Input:
-- Opening Marker --

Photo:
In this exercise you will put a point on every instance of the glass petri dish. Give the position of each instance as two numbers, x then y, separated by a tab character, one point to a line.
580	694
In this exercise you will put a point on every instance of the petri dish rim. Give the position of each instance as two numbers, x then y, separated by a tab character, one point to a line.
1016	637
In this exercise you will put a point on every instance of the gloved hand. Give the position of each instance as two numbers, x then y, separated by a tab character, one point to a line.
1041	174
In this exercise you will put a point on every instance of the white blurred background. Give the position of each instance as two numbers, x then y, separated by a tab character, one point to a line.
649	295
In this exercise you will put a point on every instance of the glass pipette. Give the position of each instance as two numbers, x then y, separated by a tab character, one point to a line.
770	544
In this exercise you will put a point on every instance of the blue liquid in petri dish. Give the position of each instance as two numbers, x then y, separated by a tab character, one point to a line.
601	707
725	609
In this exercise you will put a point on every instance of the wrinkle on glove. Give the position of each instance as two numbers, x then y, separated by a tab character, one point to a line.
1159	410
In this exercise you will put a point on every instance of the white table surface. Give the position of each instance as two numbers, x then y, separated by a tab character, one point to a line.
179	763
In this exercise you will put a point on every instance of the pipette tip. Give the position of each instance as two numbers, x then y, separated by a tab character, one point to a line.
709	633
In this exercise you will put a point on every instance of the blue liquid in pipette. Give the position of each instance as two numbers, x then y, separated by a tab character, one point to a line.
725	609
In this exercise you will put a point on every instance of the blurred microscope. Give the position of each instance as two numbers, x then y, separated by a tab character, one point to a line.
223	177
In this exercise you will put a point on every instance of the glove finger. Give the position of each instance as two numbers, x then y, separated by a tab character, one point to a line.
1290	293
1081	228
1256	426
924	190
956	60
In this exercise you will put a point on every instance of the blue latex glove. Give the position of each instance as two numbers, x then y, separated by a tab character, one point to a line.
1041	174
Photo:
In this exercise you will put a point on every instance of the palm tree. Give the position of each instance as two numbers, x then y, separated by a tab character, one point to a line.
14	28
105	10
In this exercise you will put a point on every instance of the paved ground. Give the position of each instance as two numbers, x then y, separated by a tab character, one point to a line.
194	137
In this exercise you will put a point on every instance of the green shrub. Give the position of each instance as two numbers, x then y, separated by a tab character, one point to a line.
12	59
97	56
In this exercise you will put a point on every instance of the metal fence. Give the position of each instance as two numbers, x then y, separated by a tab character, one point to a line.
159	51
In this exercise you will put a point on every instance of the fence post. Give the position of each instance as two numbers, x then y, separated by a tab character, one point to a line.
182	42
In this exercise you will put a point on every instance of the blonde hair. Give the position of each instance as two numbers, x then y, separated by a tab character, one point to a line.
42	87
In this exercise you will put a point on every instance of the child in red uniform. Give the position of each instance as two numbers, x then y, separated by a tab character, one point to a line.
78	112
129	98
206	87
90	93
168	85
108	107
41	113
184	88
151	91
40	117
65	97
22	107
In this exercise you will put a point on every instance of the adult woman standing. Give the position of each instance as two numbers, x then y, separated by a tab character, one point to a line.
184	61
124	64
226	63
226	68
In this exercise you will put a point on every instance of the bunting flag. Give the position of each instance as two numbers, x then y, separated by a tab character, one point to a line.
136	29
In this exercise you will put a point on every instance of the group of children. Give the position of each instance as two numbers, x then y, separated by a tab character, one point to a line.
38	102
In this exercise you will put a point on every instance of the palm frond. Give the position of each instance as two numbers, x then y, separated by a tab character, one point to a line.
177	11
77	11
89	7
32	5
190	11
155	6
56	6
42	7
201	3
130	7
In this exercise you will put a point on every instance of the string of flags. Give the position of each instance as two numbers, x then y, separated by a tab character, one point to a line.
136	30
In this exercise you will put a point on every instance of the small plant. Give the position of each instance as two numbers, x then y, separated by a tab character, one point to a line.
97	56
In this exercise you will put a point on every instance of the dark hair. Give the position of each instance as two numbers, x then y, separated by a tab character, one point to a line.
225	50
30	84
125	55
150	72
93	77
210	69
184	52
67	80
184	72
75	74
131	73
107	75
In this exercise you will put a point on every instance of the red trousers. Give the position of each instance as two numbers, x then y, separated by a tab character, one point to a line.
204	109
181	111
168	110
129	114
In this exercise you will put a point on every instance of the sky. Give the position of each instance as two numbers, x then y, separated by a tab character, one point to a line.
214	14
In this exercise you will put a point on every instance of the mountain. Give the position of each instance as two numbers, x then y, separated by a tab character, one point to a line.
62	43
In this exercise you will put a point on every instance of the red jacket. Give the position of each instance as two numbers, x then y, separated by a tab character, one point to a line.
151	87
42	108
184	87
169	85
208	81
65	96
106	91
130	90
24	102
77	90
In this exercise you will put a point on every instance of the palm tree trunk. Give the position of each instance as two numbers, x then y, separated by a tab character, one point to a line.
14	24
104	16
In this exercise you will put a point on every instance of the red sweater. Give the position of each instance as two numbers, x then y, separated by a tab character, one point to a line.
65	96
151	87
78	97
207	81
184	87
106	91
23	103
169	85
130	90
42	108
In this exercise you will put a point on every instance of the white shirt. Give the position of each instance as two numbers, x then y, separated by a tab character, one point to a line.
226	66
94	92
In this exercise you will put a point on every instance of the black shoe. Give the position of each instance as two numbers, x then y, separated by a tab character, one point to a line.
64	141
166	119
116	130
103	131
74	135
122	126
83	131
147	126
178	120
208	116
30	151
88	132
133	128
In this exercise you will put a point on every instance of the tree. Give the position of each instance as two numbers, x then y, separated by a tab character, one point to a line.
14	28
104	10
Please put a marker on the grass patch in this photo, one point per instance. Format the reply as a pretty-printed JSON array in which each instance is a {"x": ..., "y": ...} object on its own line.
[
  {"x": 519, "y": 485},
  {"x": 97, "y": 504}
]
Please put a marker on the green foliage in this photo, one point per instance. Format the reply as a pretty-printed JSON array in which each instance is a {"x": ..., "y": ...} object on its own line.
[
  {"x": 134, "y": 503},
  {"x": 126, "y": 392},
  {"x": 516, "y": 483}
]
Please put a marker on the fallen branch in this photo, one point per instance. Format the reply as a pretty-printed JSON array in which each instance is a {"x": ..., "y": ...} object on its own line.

-- Closing Marker --

Your goal:
Each entry above has to be transcribed exactly as it appears.

Written answer:
Photo:
In this exercise you will put a point on every instance of the glass petri dish. Give the position of each instance as two numbers, x then y, separated by a tab character, one point to a line.
580	694
In this exercise you will put a point on every instance of the petri dish rim. Give the position of each instance as two numbers, x then y, separated by a tab character, one point to a line.
1016	637
In this exercise you will put a point on every instance of the gloved hand. Give the position of each instance as two numbers, x then y, separated by a tab character, one point to a line.
1041	174
In this exercise you will put a point on every instance of the white blurred background. Give the position of each instance as two numbers, x then y, separated by a tab character, one point to a line.
649	295
In this exercise you will put a point on every instance of the glass pipette. Give the position of each instance as two numbers, x then y, separated by a tab character, one point to a line.
770	544
In this exercise you will put a point on every instance of the blue liquid in petri dish. Give the position of each instance as two numbers, x then y, separated by a tab character, one point to a line.
601	707
725	609
In this exercise you will put a point on every instance of the wrinkle on glove. Give the position of each instance as two numbers, x then y, separated by a tab character, one point to a line.
1159	410
In this exercise you will put a point on every instance of the white table surface. Give the position of each instance as two numbers, x then y, separated by a tab character, one point to a line.
179	763
In this exercise you will put a point on every instance of the pipette tip. Give the position of each instance as two numbers, x then y, separated by a tab character, one point to a line.
709	633
In this exercise you will put a point on every instance of the blue liquid in pipette. Give the position of each instance as two numbers, x then y, separated by a tab character, one point to a line.
725	609
In this exercise you will put a point on every instance of the blurred microscope. Give the position of each instance as two numbers, x then y, separated by a tab character, one point to a line.
223	177
In this exercise you will put a point on every instance of the glove finger. Give the position of each instance as two numbers, x then y, separated by a tab character, one point to a line.
1290	293
1081	228
1256	426
924	190
956	60
In this exercise you will put a point on every instance of the blue latex glove. Give the position of each instance as two numbers, x then y, separated by a tab character, one point to a line.
1041	174
Photo:
In this exercise you will put a point on every instance of the palm tree. Give the position of each instance as two numbers, x then y, separated by a tab character, one point to a line.
14	28
105	10
In this exercise you will put a point on every instance of the paved ground. Give the position of each instance as two numbers, x then y, separated by a tab character, one point to a line.
194	137
In this exercise you will put a point on every instance of the green shrub. Give the position of each instance as two numbers, x then y, separated by a tab character, one point to a line.
12	59
97	56
In this exercise you will put a point on every instance of the metal fence. Give the position of each instance as two numbers, x then y, separated by a tab character, one point to a line.
159	51
In this exercise you will put a point on every instance of the fence post. Give the position of each instance as two numbers, x then y, separated by a tab character, one point to a line.
182	42
In this exercise you will put a point on every instance of the blonde hair. Give the position of each instance as two numbers, x then y, separated by a tab character, one point to a line.
42	87
In this exercise you will put a point on every instance of the child in red uniform. Give the position of each instance as two numbers, x then y, separated by a tab character, one point to a line.
78	112
129	98
206	87
90	93
168	85
108	107
41	113
184	88
151	91
40	117
65	97
22	107
In this exercise you will put a point on every instance of the adult woman standing. Give the position of each instance as two numbers, x then y, separated by a tab character, one point to a line.
184	61
124	64
226	63
226	68
In this exercise you will put a point on every instance of the bunting flag. Give the position of each instance as two numbers, x then y, separated by a tab character, one point to a line.
136	29
In this exercise you will put a point on every instance of the group of children. Give the position of each instance as two numbers, x then y, separated by a tab character, one point to a line.
38	102
In this exercise you will put a point on every instance of the palm frond. Give the position of each instance as two numbers, x then y, separated by a tab character, one point to a line.
177	11
77	11
89	7
32	5
190	11
155	6
56	6
42	7
201	3
130	7
In this exercise you will put a point on every instance of the string of flags. Give the position of each instance as two numbers, x then y, separated by a tab character, one point to a line.
136	30
In this exercise you will put a point on every instance of the small plant. Give the position of each instance as two numbers, x then y, separated by a tab character, one point to a line.
97	56
In this exercise you will put a point on every instance of the dark hair. Give the position of each instance as two numbers, x then y, separated by a tab character, one point to a line.
225	50
30	84
125	55
150	72
93	77
210	69
184	52
67	80
184	72
75	74
131	73
107	75
In this exercise you will put a point on every instance of the red trousers. Give the position of each instance as two numbers, x then y, separated by a tab character, one point to a line.
204	109
181	111
168	110
129	114
In this exercise you will put a point on every instance of the sky. Give the position of each instance as two numbers, x then y, separated by a tab character, one point to a line.
214	14
In this exercise you will put a point on every instance of the mountain. Give the position of each instance as two numbers, x then y, separated by a tab character, one point to a line.
62	43
In this exercise you will put a point on every instance of the red jacket. Give the position of each instance as two numbers, x then y, separated by a tab character, one point to a line.
151	87
42	108
184	87
169	85
208	81
65	96
106	91
130	90
24	102
77	90
In this exercise you will put a point on every instance of the palm tree trunk. Give the position of each instance as two numbers, x then y, separated by a tab character, one point to a line.
14	24
104	16
In this exercise you will put a point on every instance of the red sweater. Give the position of each instance as two numbers, x then y, separated by a tab character, one point to a line.
65	96
151	87
78	97
207	81
184	87
106	91
23	103
169	85
130	90
42	108
In this exercise you will put a point on every instance of the white shirt. Give the position of each instance as two numbers, x then y, separated by a tab character, one point to a line.
226	66
94	92
In this exercise you will put a point on every instance of the black shoe. Give the position of each instance as two numbers, x then y, separated by a tab character, one point to a line.
64	141
166	119
116	130
103	131
74	135
122	126
83	131
147	126
178	120
208	116
30	151
88	132
133	128
In this exercise you will put a point on every instance of the tree. Give the position of each instance as two numbers, x then y, separated by a tab character, one point to a line.
14	28
104	10
Please put a marker on the grass patch in this photo, one point per instance. Format the reply as a pretty-printed JSON array in which each instance is a {"x": ..., "y": ...} object on its own line.
[
  {"x": 519, "y": 485},
  {"x": 97, "y": 504}
]
Please put a marker on the green foliage in this photo, one point per instance. Format the reply as a pretty-printed JSON array in which each instance is a {"x": ..., "y": ...} object on its own line.
[
  {"x": 134, "y": 503},
  {"x": 126, "y": 392},
  {"x": 516, "y": 483}
]
Please put a marker on the fallen branch in this photo, one point per instance. Format the reply as a pretty-printed JSON array in which each instance is a {"x": ..., "y": ...} object on its own line.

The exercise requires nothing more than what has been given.